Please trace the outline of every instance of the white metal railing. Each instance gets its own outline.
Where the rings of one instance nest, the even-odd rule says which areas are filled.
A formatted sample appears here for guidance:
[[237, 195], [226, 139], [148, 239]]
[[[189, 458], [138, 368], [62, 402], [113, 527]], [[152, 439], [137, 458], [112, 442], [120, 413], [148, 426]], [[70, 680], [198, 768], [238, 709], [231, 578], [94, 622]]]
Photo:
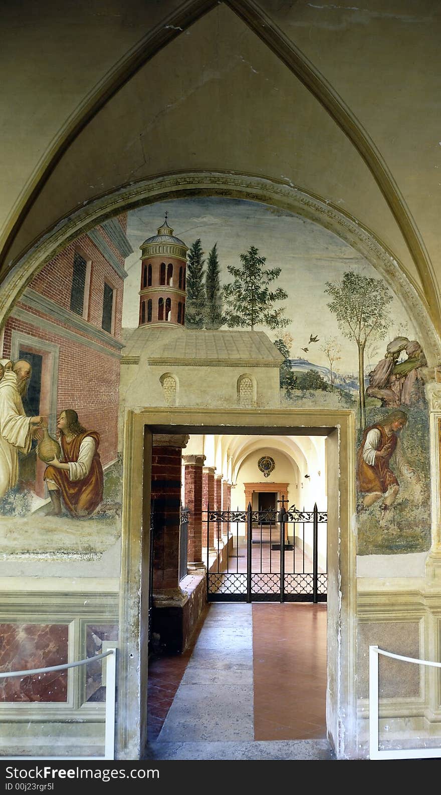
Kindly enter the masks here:
[[413, 657], [403, 657], [402, 654], [393, 654], [385, 651], [377, 646], [369, 647], [369, 759], [434, 759], [441, 757], [439, 748], [404, 748], [400, 750], [380, 750], [378, 745], [378, 655], [391, 657], [394, 660], [403, 662], [413, 662], [417, 665], [430, 665], [432, 668], [441, 668], [441, 662], [431, 662], [428, 660], [417, 660]]
[[[89, 662], [95, 662], [96, 660], [103, 660], [105, 657], [110, 657], [106, 666], [106, 733], [104, 741], [104, 756], [57, 756], [52, 757], [54, 759], [114, 759], [114, 743], [115, 743], [115, 694], [116, 694], [116, 647], [108, 649], [103, 654], [96, 654], [95, 657], [89, 657], [86, 660], [77, 660], [76, 662], [68, 662], [64, 665], [51, 665], [48, 668], [33, 668], [25, 671], [6, 671], [0, 673], [0, 679], [6, 679], [9, 677], [29, 677], [36, 673], [47, 673], [48, 671], [64, 671], [68, 668], [78, 668], [79, 665], [87, 665]], [[8, 756], [0, 757], [2, 759], [47, 759], [48, 757], [36, 756]]]

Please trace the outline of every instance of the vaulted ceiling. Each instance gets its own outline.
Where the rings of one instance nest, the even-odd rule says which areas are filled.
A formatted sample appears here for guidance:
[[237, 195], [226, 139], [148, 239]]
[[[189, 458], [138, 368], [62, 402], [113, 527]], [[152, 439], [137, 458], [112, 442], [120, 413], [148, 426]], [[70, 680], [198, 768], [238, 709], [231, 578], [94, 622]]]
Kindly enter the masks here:
[[362, 5], [6, 4], [2, 273], [121, 186], [257, 175], [370, 230], [441, 328], [441, 6]]

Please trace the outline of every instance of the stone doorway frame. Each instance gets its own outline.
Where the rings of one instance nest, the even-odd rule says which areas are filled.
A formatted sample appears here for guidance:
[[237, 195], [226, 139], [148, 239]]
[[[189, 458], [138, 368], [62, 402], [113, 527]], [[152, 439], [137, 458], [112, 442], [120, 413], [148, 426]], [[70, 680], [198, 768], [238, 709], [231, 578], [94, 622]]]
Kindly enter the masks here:
[[137, 759], [147, 733], [148, 594], [153, 432], [327, 436], [328, 619], [327, 726], [337, 758], [357, 755], [355, 673], [355, 415], [349, 410], [126, 409], [120, 584], [117, 758]]

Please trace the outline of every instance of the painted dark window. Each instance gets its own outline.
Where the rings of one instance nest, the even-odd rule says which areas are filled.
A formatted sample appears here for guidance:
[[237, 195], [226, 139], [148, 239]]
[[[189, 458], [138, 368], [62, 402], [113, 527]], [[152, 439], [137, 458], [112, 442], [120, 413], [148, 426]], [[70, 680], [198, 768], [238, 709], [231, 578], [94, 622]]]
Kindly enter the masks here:
[[37, 417], [40, 413], [43, 356], [38, 353], [28, 353], [27, 351], [20, 349], [18, 358], [24, 359], [25, 362], [29, 362], [32, 367], [28, 388], [21, 398], [23, 408], [28, 417]]
[[102, 328], [105, 332], [111, 333], [112, 331], [112, 311], [114, 308], [114, 289], [110, 285], [104, 282], [104, 295], [103, 297], [103, 323]]
[[71, 311], [83, 315], [84, 307], [84, 289], [86, 287], [86, 269], [87, 263], [78, 251], [74, 254], [72, 285], [71, 287]]

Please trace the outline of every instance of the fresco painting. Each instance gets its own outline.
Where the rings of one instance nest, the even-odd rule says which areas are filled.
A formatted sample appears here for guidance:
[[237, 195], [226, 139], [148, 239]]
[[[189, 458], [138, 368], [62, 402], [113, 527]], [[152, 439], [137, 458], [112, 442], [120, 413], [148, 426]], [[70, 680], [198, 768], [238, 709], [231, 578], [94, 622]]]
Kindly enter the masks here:
[[[164, 240], [176, 257], [153, 273], [142, 252]], [[176, 403], [166, 349], [195, 350], [208, 333], [210, 344], [236, 335], [243, 346], [246, 332], [258, 332], [261, 356], [271, 349], [278, 370], [273, 405], [356, 414], [358, 553], [429, 548], [425, 385], [434, 374], [400, 301], [358, 252], [312, 222], [199, 198], [105, 222], [48, 263], [14, 308], [0, 369], [6, 556], [63, 546], [93, 556], [118, 542], [120, 359], [129, 355], [127, 364], [137, 330], [149, 325], [138, 356], [156, 368], [149, 390], [141, 369], [132, 378], [145, 405]], [[211, 374], [215, 393], [222, 367]], [[238, 382], [241, 400], [249, 381]]]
::::::
* _Challenge_: Present every line of the rows above as a numbered list, skipping blank lines and omitting the picture.

* _Solution for this exercise_:
1. Please trace the outline of every instance of the white metal railing. Each instance gets its own outline.
2. Where the rings of one instance nest, the even-odd rule says which areas are filled.
3. A formatted sample appears here for guidance:
4. [[237, 195], [226, 139], [148, 239]]
5. [[[189, 458], [138, 368], [62, 402], [113, 527]], [[152, 439], [137, 458], [112, 442], [120, 413], [148, 426]], [[70, 680], [198, 768], [238, 709], [231, 578], [94, 622]]]
6. Photo:
7. Kindly enter the masks here:
8. [[413, 657], [403, 657], [402, 654], [393, 654], [385, 651], [377, 646], [369, 647], [369, 759], [434, 759], [441, 757], [439, 748], [404, 748], [400, 750], [380, 750], [378, 745], [378, 655], [391, 657], [394, 660], [403, 662], [413, 662], [417, 665], [430, 665], [432, 668], [441, 668], [441, 662], [431, 662], [428, 660], [417, 660]]
9. [[[89, 662], [95, 662], [96, 660], [103, 660], [105, 657], [110, 657], [106, 666], [106, 733], [104, 741], [104, 756], [57, 756], [52, 757], [54, 759], [114, 759], [114, 743], [115, 743], [115, 694], [116, 694], [116, 647], [108, 649], [103, 654], [96, 654], [95, 657], [89, 657], [86, 660], [77, 660], [76, 662], [68, 662], [64, 665], [51, 665], [48, 668], [33, 668], [25, 671], [6, 671], [0, 673], [0, 679], [6, 679], [9, 677], [29, 677], [36, 673], [47, 673], [48, 671], [64, 671], [68, 668], [78, 668], [79, 665], [87, 665]], [[8, 756], [0, 757], [2, 759], [47, 759], [48, 757], [36, 756]]]
10. Please trace the outline of every instance of the vaulted ceiling. Each instance gets its own outline.
11. Where the rings of one instance nest, the even-odd rule says which areas are filled.
12. A formatted sample appears here for guidance:
13. [[237, 195], [226, 139], [148, 239]]
14. [[[189, 458], [138, 368], [62, 402], [113, 527]], [[152, 439], [137, 458], [112, 442], [120, 413], [148, 426]], [[70, 680], [198, 768], [238, 709], [231, 578], [94, 622]]]
15. Kindly enter the masks here:
16. [[362, 5], [6, 4], [2, 273], [121, 186], [257, 175], [370, 230], [441, 328], [441, 6]]
17. Please trace the outline of every instance of the stone doorway frame. Each instance gets its own outline.
18. Where the rings of one instance nest, the even-odd rule says which areas are filled.
19. A formatted sample appears here for guidance:
20. [[237, 195], [226, 139], [148, 239]]
21. [[[189, 458], [138, 368], [62, 402], [113, 527]], [[152, 439], [137, 458], [112, 442], [120, 413], [148, 426]], [[70, 680], [198, 768], [238, 709], [231, 578], [94, 622]]]
22. Kindly enter the masks here:
23. [[137, 759], [147, 733], [148, 594], [153, 432], [327, 436], [328, 619], [327, 726], [337, 758], [357, 755], [355, 673], [355, 415], [349, 410], [126, 409], [120, 584], [117, 758]]
24. Please trace the outline of every instance of the painted dark window. Each instance gets its own outline.
25. Where the rings of one instance nest, the even-odd rule says which areas are filled.
26. A formatted sample appears here for guidance:
27. [[237, 195], [226, 139], [148, 239]]
28. [[[189, 458], [138, 368], [62, 402], [113, 527]], [[152, 439], [137, 458], [112, 442], [120, 413], [148, 426]], [[70, 680], [198, 768], [238, 709], [231, 578], [94, 622]]]
29. Kindly enter the masks here:
30. [[37, 417], [40, 413], [43, 356], [38, 353], [28, 353], [27, 351], [20, 349], [18, 358], [24, 359], [25, 362], [29, 362], [32, 367], [28, 388], [21, 398], [23, 408], [28, 417]]
31. [[102, 328], [105, 332], [111, 333], [112, 331], [112, 311], [114, 308], [114, 289], [110, 285], [104, 282], [104, 295], [103, 297], [103, 323]]
32. [[71, 311], [83, 315], [84, 307], [84, 289], [86, 287], [86, 269], [87, 263], [78, 251], [74, 254], [72, 285], [71, 287]]
33. Please trace the outline of every instance of the fresco painting. Each instance gets its own outline.
34. Where the rings of one instance nest, the even-odd rule says which areas are filled.
35. A formatted sample appears here for guidance:
36. [[237, 195], [226, 139], [148, 239]]
37. [[[189, 458], [138, 368], [62, 402], [113, 527]], [[152, 439], [137, 458], [112, 442], [120, 413], [148, 426]], [[70, 680], [198, 768], [238, 709], [231, 578], [94, 622]]]
38. Kindly enter the masks here:
39. [[[164, 240], [176, 257], [153, 273], [142, 252]], [[176, 403], [166, 349], [195, 350], [208, 333], [210, 344], [236, 335], [243, 346], [246, 332], [258, 332], [261, 356], [271, 349], [278, 370], [273, 405], [356, 414], [358, 553], [429, 548], [425, 385], [434, 374], [400, 301], [358, 252], [312, 222], [199, 198], [105, 222], [48, 263], [14, 308], [0, 369], [6, 556], [63, 546], [93, 556], [118, 542], [120, 359], [129, 355], [127, 364], [137, 330], [149, 325], [138, 356], [156, 368], [149, 390], [141, 369], [132, 378], [145, 405]], [[211, 374], [215, 393], [222, 367]], [[238, 382], [241, 400], [249, 381]]]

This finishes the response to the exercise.